It is a challenging problem to understand this phase transition (which
is similar to the M-theory phase transition in which a fivebrane (tensor)
is ``swallowed'' by a 9-brane and turns into a large $E_8$ instanton)
and its effects on the 3-brane worldvolume field theory.

Finally, we now present a brief analysis
of the model of Sen \sentwo\ along the lines of section three.\foot{This 
is an extended version of a note added to our original 
preprint version. It was sparked by remarks of A.Sen, who also 
suggested that for his model there might be just the right field 
content on the probe to satisfy all the conditions we have required for
the superpotentials. This is what we are going to show here.}
But before doing that, we want to point out some of the differences
of the two models; for details we refer to \refs{\bz,\dabpark,\gm}. 
Both models can be described as type IIB on K3 orientifolds. They differ,
however, in the action of the orientifold projections on the twisted sector
and open string states.
The model considered by Sen \sentwo\ 
is T-dual to the Gimon-Polchinski model, and
thus does not contain any extra tensor multiplets, while the model we have
considered has extra tensor multiplets and is clearly different 
(it has been constructed explicitly in \refs{\bz,\dabpark,\gm}).
{}From the F-theory point of view, it seems that both models correspond
to the same elliptic curve \fibration-\phis, but they differ by
discrete 2-form fields concentrated at the intersection of the
singularities (as in the analogous string theory compactifications
discussed in \disctor).
* * * * * * *
Written instruction 1: Which types of brane does the phase transition passage mention? List each one.

(Excerpts from point annotation data)
* * * * * * *
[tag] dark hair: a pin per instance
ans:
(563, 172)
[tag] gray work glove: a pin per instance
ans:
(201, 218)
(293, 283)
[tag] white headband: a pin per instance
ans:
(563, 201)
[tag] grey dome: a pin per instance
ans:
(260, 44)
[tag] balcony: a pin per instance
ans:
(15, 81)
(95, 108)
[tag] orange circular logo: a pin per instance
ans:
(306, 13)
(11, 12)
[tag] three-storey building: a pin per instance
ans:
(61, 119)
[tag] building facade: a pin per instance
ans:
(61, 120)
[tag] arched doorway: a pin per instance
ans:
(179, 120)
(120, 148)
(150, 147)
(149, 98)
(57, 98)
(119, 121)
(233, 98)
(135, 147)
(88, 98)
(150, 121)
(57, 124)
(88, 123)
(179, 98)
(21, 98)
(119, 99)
* * * * * * *
Written instruction 2: In the records, starting with the line containing "[tag] balcony: a pin per instance" and continuing through the end of the records, change "arched doorway" to "arched entrance". Reproduce only those lines, with everything else unchanged.

Answer 1: fivebrane, 9-brane, 3-brane

Answer 2:
[tag] balcony: a pin per instance
ans:
(15, 81)
(95, 108)
[tag] orange circular logo: a pin per instance
ans:
(306, 13)
(11, 12)
[tag] three-storey building: a pin per instance
ans:
(61, 119)
[tag] building facade: a pin per instance
ans:
(61, 120)
[tag] arched entrance: a pin per instance
ans:
(179, 120)
(120, 148)
(150, 147)
(149, 98)
(57, 98)
(119, 121)
(233, 98)
(135, 147)
(88, 98)
(150, 121)
(57, 124)
(88, 123)
(179, 98)
(21, 98)
(119, 99)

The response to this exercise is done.